See Who Inspires Us | Meet Brian & Brandon

When Paul and Liliana Rojas talk about their life, they describe it the way it was before their sons, 10-year-old Brandon and 8-year-old Brian, were diagnosed with adrenoleukodystrophy (ALD), and the way it is after. Their story is one of heartbreak — but also hope, in the form of a clinical trial for this debilitating brain disease.

The first signs of ALD

In May 2014, Brandon was showing signs of fatigue and an inability to focus. Based on some other neurological symptoms, he was referred to a local pediatric neurologist. Weeks later, the Rojases learned Brandon had ALD. This genetic mutation causes a buildup of very long chain fatty acids that destroy the protective sheath around nerve cells, responsible for thought and muscle control. Physicians explained that it primarily affects young boys between the ages of 4 and 10, leading to permanent disability or death within four to eight years. Then, they asked the Rojases, “Do you have any other children?” “It was a nightmare,” Paul says. “In one sit-down, they give us a diagnosis on Brandon, and then we learn it’s possible Brian has the same thing.”

#### PROBLEM:
Please decide whether each statement agrees with the passage about Brandon and Brian, answering yes or no and quoting the words of the passage that settle it. (a) Brandon was referred to a local pediatric neurologist. (b) ALD primarily affects young girls. (c) Brian is older than Brandon.

#### PROVIDED RECORDS:

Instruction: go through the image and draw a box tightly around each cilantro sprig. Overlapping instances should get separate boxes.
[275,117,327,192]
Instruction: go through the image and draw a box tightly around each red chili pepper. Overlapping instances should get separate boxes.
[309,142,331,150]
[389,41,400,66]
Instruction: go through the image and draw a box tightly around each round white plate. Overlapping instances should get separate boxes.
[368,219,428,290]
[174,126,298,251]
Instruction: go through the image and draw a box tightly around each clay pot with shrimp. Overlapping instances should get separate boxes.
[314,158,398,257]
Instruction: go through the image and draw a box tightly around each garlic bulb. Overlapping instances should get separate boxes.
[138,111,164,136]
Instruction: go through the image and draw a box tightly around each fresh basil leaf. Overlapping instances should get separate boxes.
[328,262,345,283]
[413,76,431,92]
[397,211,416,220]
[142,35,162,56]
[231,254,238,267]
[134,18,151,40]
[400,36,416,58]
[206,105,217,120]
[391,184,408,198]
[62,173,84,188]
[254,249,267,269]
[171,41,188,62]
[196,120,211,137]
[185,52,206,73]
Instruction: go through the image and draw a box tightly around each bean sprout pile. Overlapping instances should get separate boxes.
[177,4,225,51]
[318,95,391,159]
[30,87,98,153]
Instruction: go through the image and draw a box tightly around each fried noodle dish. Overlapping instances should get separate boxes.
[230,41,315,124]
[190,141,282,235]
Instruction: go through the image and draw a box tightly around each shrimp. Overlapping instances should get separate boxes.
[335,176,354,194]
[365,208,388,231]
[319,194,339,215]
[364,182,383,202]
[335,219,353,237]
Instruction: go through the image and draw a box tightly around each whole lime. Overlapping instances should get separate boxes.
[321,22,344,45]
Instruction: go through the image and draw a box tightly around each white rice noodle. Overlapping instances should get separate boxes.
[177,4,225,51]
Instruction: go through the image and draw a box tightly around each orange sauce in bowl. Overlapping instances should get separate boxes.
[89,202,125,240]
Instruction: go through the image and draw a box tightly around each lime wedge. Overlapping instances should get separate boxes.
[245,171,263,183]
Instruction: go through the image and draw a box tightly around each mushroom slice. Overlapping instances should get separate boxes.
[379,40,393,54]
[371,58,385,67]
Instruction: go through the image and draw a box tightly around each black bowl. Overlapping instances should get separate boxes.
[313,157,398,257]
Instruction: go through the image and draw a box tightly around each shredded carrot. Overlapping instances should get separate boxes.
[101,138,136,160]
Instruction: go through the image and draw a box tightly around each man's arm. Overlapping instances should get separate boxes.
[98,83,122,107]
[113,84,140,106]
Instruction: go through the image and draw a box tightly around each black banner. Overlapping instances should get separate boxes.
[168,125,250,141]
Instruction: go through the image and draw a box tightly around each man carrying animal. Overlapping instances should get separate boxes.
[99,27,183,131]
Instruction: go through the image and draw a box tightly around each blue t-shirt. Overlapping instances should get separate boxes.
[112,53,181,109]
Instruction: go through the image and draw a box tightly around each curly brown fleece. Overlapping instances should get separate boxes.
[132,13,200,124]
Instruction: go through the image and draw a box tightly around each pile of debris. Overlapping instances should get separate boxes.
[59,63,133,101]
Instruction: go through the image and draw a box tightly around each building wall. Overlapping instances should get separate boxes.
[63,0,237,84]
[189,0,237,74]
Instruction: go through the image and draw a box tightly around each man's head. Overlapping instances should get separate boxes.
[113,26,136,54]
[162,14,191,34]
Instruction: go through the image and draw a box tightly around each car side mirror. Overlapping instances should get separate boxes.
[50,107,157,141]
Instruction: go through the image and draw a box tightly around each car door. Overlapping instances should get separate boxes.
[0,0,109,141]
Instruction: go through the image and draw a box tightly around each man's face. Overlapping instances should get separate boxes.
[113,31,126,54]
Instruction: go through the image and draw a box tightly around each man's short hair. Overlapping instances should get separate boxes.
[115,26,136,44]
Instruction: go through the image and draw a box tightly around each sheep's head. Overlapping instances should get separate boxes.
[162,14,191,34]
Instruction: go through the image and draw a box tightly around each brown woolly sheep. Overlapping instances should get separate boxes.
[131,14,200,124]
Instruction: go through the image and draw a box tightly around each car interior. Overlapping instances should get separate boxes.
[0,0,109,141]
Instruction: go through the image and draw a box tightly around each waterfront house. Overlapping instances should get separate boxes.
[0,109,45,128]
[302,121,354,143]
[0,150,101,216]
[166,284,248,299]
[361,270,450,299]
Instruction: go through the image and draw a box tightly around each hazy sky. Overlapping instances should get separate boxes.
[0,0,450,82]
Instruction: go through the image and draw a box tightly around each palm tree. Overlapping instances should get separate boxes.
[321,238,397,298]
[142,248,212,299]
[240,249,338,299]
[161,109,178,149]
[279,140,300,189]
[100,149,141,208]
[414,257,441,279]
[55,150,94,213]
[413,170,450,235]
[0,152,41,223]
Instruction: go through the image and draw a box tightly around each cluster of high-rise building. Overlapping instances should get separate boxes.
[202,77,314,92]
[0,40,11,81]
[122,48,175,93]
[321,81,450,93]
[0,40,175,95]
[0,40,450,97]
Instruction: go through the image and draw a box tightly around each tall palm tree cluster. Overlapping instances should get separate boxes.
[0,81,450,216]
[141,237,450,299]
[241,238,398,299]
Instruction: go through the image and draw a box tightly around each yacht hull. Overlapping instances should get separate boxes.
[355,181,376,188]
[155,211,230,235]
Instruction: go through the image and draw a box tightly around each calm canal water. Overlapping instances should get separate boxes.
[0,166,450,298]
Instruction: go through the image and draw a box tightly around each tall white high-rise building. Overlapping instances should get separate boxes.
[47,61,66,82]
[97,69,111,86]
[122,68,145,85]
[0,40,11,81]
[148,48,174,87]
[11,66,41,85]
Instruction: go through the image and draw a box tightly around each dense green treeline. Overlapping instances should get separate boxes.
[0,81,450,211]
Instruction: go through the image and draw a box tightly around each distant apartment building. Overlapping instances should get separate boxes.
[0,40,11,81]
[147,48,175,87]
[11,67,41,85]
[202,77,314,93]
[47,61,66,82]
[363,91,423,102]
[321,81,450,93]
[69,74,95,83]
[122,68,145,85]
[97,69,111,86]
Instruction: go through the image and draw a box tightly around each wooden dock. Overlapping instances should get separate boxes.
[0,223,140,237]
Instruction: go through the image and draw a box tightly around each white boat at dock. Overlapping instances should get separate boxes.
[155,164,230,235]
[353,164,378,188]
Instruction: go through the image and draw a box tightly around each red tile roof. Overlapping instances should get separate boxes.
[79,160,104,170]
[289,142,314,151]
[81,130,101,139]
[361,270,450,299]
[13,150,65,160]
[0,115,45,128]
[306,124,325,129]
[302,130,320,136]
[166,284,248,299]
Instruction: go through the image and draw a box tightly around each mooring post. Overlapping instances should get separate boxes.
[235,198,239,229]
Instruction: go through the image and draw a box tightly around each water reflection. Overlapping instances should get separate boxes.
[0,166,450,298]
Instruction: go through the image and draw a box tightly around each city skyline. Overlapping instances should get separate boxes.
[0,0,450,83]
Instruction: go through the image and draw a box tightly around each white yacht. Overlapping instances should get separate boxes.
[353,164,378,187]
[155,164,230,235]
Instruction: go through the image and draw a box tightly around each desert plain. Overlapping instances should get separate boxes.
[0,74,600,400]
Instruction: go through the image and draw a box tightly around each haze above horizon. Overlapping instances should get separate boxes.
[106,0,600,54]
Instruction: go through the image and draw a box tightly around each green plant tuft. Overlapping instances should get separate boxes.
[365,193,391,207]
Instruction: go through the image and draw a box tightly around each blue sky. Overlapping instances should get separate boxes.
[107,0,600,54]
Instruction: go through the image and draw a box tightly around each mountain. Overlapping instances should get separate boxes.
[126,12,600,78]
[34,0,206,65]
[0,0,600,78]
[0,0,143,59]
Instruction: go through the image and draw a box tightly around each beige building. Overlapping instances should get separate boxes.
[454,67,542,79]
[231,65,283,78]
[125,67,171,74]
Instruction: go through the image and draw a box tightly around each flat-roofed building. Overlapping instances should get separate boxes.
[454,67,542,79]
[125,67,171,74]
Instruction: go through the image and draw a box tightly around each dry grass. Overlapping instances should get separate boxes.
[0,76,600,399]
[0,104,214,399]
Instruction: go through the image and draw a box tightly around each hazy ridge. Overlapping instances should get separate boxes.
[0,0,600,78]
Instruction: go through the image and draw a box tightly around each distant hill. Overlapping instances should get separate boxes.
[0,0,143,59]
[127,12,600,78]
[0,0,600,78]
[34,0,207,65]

#### EXERCISE RESPONSE:
(a) Yes: "he was referred to a local pediatric neurologist."
(b) No: "it primarily affects young boys between the ages of 4 and 10"
(c) No: "10-year-old Brandon and 8-year-old Brian"